• _Task instructions_
Reproduce the following data word for word, keeping every line unchanged.

• _Provided material_

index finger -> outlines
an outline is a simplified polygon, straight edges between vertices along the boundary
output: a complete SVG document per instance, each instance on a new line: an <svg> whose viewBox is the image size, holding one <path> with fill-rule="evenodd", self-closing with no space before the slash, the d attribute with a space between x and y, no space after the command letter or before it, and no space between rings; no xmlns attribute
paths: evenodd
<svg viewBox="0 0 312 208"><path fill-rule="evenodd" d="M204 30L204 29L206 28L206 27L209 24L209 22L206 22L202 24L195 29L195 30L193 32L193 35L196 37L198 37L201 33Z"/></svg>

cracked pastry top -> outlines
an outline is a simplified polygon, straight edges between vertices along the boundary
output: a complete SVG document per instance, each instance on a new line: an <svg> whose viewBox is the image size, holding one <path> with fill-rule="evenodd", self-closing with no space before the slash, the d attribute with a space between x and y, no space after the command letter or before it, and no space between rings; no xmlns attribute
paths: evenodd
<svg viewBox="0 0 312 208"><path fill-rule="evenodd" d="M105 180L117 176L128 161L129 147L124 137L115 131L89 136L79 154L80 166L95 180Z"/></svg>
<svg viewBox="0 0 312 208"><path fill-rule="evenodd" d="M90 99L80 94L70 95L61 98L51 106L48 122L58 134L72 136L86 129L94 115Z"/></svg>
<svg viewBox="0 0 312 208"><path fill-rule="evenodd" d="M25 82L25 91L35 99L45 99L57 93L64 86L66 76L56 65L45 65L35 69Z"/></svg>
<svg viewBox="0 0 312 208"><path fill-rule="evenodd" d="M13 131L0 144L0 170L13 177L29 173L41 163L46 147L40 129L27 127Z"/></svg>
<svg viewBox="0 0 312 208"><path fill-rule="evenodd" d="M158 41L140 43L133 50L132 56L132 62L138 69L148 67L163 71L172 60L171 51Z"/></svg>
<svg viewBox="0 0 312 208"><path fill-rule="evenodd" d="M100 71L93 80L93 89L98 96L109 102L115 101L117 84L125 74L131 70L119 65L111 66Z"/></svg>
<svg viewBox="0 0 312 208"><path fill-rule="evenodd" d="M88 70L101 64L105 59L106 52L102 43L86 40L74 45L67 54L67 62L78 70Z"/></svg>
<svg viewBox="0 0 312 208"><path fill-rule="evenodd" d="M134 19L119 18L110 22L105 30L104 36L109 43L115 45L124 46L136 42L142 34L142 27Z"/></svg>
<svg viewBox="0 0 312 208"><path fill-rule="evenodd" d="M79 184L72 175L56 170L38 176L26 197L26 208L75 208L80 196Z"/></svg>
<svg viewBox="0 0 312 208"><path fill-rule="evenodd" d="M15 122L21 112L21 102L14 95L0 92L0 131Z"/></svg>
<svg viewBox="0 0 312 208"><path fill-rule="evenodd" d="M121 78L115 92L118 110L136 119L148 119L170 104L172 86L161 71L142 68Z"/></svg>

• _Result of the exercise_
index finger -> outlines
an outline is a simplified polygon, straight edges between vertices along the boundary
output: a complete SVG document per instance, each instance on a new line: an <svg> whose viewBox is the image size, holding one <path> with fill-rule="evenodd", self-closing with no space before the slash, the d attribute with a space between x and y, no space after the command letter or before it, and no space between rings; no xmlns attribute
paths: evenodd
<svg viewBox="0 0 312 208"><path fill-rule="evenodd" d="M204 30L204 29L206 28L206 27L209 24L209 22L206 22L202 24L195 29L195 30L193 32L193 35L196 37L198 37L201 33Z"/></svg>

cracked pastry top -> outlines
an outline is a simplified polygon, straight edges between vertices along the boundary
output: a complete SVG document per instance, each instance on a new line: an <svg> whose viewBox is the image size, holding one <path> with fill-rule="evenodd", self-closing with no space before the slash, the d attribute with a space between x and y, no space after the command letter or before it, and no space between rings; no xmlns attribute
paths: evenodd
<svg viewBox="0 0 312 208"><path fill-rule="evenodd" d="M105 180L117 176L128 161L129 147L124 137L115 131L89 136L79 154L80 166L95 180Z"/></svg>
<svg viewBox="0 0 312 208"><path fill-rule="evenodd" d="M90 99L80 94L70 95L61 98L51 106L48 122L58 134L72 136L86 129L94 115Z"/></svg>
<svg viewBox="0 0 312 208"><path fill-rule="evenodd" d="M25 82L25 91L35 99L45 99L57 93L64 86L66 76L56 65L45 65L35 69Z"/></svg>
<svg viewBox="0 0 312 208"><path fill-rule="evenodd" d="M13 131L0 144L0 170L13 177L29 173L41 163L46 147L40 129L27 127Z"/></svg>
<svg viewBox="0 0 312 208"><path fill-rule="evenodd" d="M158 41L140 43L133 50L132 56L132 62L138 69L148 67L163 71L172 60L171 51Z"/></svg>
<svg viewBox="0 0 312 208"><path fill-rule="evenodd" d="M100 71L93 80L93 89L98 96L109 102L115 101L117 84L125 74L131 70L119 65L111 66Z"/></svg>
<svg viewBox="0 0 312 208"><path fill-rule="evenodd" d="M88 70L101 64L105 59L106 52L102 43L86 40L74 45L67 54L67 62L78 70Z"/></svg>
<svg viewBox="0 0 312 208"><path fill-rule="evenodd" d="M134 19L119 18L110 22L105 30L104 36L109 43L115 45L124 46L136 42L142 34L142 27Z"/></svg>
<svg viewBox="0 0 312 208"><path fill-rule="evenodd" d="M79 184L72 175L56 170L38 176L26 197L26 208L75 208L80 196Z"/></svg>
<svg viewBox="0 0 312 208"><path fill-rule="evenodd" d="M15 122L21 112L21 102L14 95L0 92L0 131Z"/></svg>
<svg viewBox="0 0 312 208"><path fill-rule="evenodd" d="M121 78L115 92L118 110L136 119L148 119L170 104L172 86L161 71L142 68Z"/></svg>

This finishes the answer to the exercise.